• Task instructions: Please explain, from the blobxfer text, why the --download flag might be needed with the first example command. Answer in one to three sentences.

• Text:
Segment Open
To download an entire container from your storage account, an example
commandline would be:
::
blobxfer mystorageacct container0 mylocaldir --remoteresource .
Assuming mylocaldir directory does not exist, the script will attempt to
download all of the contents in container0 because “.” is set with
``--remoteresource`` flag. To download individual blobs, one would specify the
blob name instead of “.” with the ``--remoteresource`` flag. If mylocaldir
directory exists, the script will attempt to upload the directory instead of
downloading it. If you want to force the download direction even if the
directory exists, indicate that with the ``--download`` flag. When downloading
an entire container, the script will attempt to pre-allocate file space and
recreate the sub-directory structure as needed.
To collate files into specified virtual directories or local paths, use
the ``--collate`` flag with the appropriate parameter. For example, the
following commandline:
::
blobxfer mystorageacct container0 myvhds --upload --collate vhds --autovhd
If the directory ``myvhds`` had two vhd files a.vhd and subdir/b.vhd, these
files would be uploaded into ``container0`` under the virtual directory named
``vhds``, and b.vhd would not contain the virtual directory subdir; thus,
flattening the directory structure. The ``--autovhd`` flag would automatically
enable page blob uploads for these files. If you wish to collate all files
into the container directly, you would replace ``--collate vhds`` with
``--collate .``
To strip leading components of a path on upload, use ``--strip-components``
with a number argument which will act similarly to tar's
``--strip-components=NUMBER`` parameter. This parameter is only applied
during an upload.
Segment Closed
• Information shown:
Segment Open
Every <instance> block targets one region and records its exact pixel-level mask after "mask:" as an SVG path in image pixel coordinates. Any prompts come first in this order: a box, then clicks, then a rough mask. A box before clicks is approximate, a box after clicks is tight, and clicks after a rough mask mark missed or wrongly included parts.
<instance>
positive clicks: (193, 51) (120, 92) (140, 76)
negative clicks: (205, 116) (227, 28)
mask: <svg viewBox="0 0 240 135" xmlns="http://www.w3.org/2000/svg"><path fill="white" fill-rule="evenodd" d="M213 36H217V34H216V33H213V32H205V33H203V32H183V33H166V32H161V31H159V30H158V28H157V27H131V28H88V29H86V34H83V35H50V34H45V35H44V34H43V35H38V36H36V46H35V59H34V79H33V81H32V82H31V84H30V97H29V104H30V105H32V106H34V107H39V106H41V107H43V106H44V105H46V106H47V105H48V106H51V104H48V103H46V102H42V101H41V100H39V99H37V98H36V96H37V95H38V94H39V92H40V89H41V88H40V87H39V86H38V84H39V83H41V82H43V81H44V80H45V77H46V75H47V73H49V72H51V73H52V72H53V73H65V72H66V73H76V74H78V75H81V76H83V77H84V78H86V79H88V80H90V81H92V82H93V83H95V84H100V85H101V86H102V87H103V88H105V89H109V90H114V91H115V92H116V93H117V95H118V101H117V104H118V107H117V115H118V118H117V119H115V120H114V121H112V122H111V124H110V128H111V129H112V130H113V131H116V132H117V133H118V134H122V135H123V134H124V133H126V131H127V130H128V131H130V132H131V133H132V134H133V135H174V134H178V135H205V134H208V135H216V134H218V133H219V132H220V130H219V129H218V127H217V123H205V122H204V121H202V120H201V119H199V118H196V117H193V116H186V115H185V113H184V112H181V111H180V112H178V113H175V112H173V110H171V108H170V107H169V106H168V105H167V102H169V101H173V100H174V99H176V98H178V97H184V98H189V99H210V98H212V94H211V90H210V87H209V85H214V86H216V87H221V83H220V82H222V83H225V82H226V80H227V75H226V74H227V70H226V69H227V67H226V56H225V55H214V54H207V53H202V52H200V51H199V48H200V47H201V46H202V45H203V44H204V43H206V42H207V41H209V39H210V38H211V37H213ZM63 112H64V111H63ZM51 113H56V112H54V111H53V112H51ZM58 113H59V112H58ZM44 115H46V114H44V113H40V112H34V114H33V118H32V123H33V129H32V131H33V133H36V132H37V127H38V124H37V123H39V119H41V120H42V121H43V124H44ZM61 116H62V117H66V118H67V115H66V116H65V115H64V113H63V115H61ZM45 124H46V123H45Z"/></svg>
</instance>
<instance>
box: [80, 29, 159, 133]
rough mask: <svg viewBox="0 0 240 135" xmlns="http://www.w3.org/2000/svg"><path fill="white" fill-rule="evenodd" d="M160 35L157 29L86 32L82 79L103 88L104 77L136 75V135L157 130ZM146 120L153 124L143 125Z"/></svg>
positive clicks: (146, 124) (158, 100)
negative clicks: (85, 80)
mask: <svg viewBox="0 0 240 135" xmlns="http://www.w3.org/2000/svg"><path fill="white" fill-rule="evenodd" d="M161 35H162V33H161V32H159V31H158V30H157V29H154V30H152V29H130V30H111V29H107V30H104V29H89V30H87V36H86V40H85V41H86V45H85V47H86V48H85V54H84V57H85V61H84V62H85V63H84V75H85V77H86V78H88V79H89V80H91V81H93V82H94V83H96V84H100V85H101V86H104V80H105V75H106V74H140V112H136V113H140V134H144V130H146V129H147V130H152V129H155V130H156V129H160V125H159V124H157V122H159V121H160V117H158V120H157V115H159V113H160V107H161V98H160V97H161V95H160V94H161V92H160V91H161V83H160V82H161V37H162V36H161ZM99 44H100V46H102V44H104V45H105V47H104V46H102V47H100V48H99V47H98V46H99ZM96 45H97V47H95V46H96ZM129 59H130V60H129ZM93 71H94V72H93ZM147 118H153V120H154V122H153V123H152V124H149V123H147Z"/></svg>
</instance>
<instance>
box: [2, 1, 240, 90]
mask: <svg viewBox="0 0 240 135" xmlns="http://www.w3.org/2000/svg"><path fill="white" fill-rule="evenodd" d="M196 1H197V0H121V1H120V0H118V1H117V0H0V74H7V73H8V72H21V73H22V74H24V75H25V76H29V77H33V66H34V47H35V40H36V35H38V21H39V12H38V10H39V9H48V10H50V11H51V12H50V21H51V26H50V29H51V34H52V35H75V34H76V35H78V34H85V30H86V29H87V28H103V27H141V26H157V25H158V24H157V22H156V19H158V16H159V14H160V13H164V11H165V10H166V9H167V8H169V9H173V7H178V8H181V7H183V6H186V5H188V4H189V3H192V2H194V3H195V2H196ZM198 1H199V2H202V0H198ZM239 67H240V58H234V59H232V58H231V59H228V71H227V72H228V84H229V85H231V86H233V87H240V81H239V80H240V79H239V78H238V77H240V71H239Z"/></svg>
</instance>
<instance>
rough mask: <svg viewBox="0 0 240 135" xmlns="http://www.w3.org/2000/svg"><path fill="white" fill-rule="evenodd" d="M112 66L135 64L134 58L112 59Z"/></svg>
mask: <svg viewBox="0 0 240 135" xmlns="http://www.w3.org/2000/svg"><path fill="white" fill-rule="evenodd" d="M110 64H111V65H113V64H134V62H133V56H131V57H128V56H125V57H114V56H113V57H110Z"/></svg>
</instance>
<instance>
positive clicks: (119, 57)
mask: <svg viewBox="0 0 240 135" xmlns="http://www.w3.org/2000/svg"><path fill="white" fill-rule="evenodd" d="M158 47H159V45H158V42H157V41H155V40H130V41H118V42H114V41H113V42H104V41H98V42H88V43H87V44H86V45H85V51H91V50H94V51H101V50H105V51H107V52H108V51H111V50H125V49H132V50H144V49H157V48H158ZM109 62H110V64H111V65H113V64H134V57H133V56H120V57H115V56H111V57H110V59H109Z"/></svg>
Segment Closed
• Result: If the mylocaldir directory already exists, the script will attempt to upload that directory instead of downloading the container. Adding the --download flag forces the download direction even when the directory exists.